(begin)
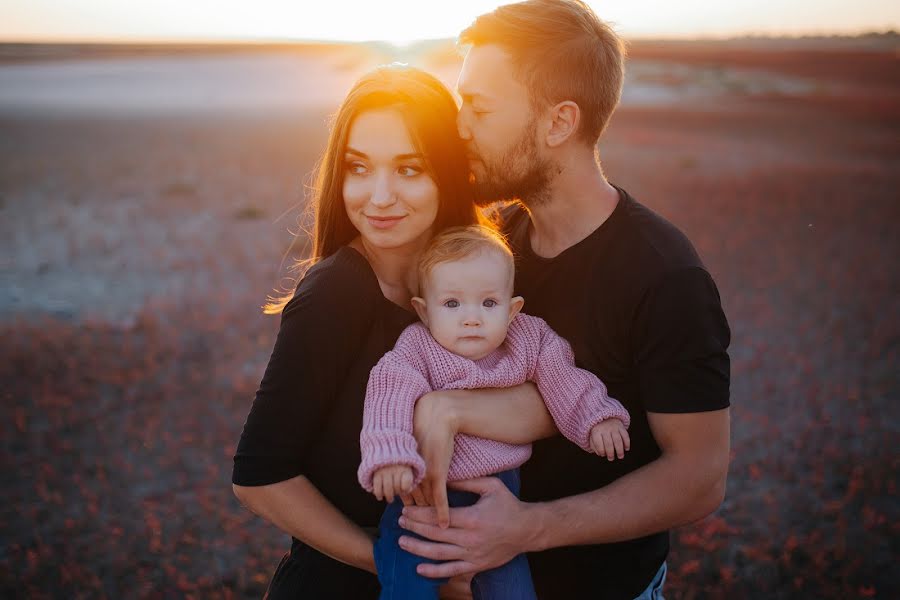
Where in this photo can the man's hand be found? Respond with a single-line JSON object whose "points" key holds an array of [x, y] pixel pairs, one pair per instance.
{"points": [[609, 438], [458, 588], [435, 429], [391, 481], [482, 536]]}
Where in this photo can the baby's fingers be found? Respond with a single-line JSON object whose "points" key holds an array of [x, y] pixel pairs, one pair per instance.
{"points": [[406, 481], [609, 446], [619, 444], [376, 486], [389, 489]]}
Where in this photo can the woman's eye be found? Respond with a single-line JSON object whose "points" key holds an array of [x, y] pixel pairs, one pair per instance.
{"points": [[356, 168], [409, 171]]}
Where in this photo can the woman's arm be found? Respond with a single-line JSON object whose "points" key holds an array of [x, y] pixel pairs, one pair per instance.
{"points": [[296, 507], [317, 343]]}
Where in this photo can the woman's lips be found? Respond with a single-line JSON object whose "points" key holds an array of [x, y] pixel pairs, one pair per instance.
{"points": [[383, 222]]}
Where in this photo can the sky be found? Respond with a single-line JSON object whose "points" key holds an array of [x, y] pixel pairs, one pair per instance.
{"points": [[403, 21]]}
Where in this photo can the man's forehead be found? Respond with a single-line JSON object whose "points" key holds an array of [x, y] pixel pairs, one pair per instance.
(end)
▶ [EXERCISE GOAL]:
Update all of the lines above so that each "photo" becomes "image" and everything else stays the same. Leave the pictures out of your answer.

▶ [RESULT]:
Where in this image can the man's hand be found? Respond with a single-line JSON object whose "points" key holds an array of [x, y] pixel pairs, one pair per instance.
{"points": [[609, 438], [458, 588], [435, 429], [391, 481], [482, 536]]}
Where in this image can the baby's fingers be found? Respond with a single-line JSON object whose "points" key holds an array of [x, y] pixel pairs, one pair per instance.
{"points": [[406, 481], [609, 446], [619, 444], [376, 486], [389, 489]]}
Where in this image can the woman's eye be found? Respond with a single-line JSON object whose "points" key holds an array of [x, y] pixel pairs, one pair per instance.
{"points": [[356, 168], [409, 171]]}
Where in this image can the woman's arm be found? Respond with a single-line JSON object whose "points" key holds an array of [x, y] pixel pairs, one pair per instance.
{"points": [[296, 507], [317, 343]]}
Where in this image can the woman's lips be found? Respond with a single-line JSON object whose "points" key holds an array of [x, y] pixel pairs, one pair per instance.
{"points": [[383, 222]]}
Where in this image can the sky be found? Respond with a single-line JSON object whose "points" key holds an array of [x, y] pixel pairs, one pair per instance.
{"points": [[403, 21]]}
Where in this image can the man's forehead be found? Respond with a single-line JSON object whose "points" key holds an array of [x, y] pixel pairs, one pair per instance.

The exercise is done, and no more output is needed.